Items from a point labeling set
'''

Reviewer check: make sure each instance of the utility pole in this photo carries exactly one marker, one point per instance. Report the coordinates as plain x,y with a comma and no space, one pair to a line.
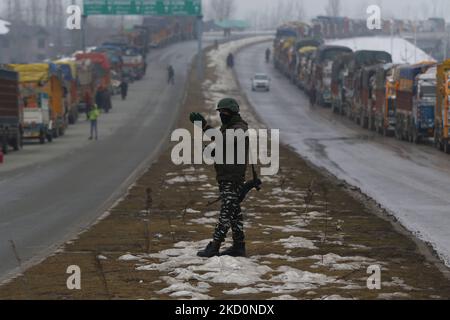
200,47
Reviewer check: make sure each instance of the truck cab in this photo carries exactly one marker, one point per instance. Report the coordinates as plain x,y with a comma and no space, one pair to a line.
423,105
37,123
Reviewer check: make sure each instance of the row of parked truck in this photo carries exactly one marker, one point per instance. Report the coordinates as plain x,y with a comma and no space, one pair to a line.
330,27
408,101
38,101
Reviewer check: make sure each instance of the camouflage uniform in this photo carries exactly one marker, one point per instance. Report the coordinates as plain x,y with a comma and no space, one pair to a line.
230,213
231,179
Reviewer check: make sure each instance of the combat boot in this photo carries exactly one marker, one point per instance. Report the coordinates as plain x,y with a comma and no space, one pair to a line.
211,250
237,250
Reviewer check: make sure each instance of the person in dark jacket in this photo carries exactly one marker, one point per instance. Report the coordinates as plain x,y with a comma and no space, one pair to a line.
124,89
230,61
231,179
170,75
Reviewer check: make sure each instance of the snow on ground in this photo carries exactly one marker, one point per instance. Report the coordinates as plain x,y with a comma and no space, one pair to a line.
402,51
297,242
187,178
183,267
225,83
4,26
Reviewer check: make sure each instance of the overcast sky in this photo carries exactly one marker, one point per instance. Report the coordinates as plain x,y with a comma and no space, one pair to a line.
398,8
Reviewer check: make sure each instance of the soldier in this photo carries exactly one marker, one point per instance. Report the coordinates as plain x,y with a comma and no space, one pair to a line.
231,178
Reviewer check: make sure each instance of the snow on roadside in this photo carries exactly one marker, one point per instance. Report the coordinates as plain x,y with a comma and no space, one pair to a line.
182,268
402,50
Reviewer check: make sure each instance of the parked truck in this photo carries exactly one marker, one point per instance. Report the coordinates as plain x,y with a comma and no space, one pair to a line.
323,64
442,114
42,95
10,116
68,69
382,94
414,115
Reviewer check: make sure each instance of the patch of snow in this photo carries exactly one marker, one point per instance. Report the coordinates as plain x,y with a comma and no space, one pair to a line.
187,178
402,50
338,263
129,257
4,26
297,242
284,297
395,295
204,221
239,291
334,297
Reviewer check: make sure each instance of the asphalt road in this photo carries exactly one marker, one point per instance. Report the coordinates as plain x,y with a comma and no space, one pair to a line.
50,193
412,182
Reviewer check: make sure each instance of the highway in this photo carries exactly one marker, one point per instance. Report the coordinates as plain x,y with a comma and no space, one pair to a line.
50,193
412,182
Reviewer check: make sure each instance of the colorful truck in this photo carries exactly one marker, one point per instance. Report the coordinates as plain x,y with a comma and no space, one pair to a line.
95,80
323,64
414,115
383,99
68,69
10,115
40,84
368,61
442,114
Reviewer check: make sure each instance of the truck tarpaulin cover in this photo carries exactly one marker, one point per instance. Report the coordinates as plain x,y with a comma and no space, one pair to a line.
35,72
96,58
68,70
408,74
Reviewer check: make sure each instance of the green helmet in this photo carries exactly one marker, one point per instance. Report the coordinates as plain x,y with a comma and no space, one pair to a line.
229,104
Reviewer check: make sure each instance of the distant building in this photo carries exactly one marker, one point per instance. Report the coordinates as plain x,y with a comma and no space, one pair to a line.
24,43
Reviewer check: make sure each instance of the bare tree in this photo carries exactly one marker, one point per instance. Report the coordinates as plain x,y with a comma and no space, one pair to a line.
222,9
300,11
333,8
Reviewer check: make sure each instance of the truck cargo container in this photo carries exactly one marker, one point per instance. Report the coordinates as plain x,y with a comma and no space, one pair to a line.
68,70
36,81
442,114
323,63
10,116
339,75
412,120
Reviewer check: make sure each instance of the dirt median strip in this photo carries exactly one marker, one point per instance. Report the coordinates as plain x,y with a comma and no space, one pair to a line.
307,236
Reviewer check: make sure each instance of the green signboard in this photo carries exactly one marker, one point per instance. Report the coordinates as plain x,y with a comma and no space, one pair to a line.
143,7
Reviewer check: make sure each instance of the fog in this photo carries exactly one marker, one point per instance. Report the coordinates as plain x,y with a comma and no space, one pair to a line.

'''

**JOB**
Repeat word for word the part of the items that starts with the line containing "Reviewer check: make sure each instance of the green signboard" and continues through the end of the items, including both ends.

**IN RESPONSE**
Reviewer check: make sure each instance of the green signboard in this photo carries exactly one marker, one point per instance. Report the coordinates as plain x,y with a comma and no space, one pair to a line.
143,7
Reviewer check: make sure each instance of the fog in this photo carries exactly one marker, one point per instance. Report the coordinates as plain x,y with a comma and no space, one pair to a line.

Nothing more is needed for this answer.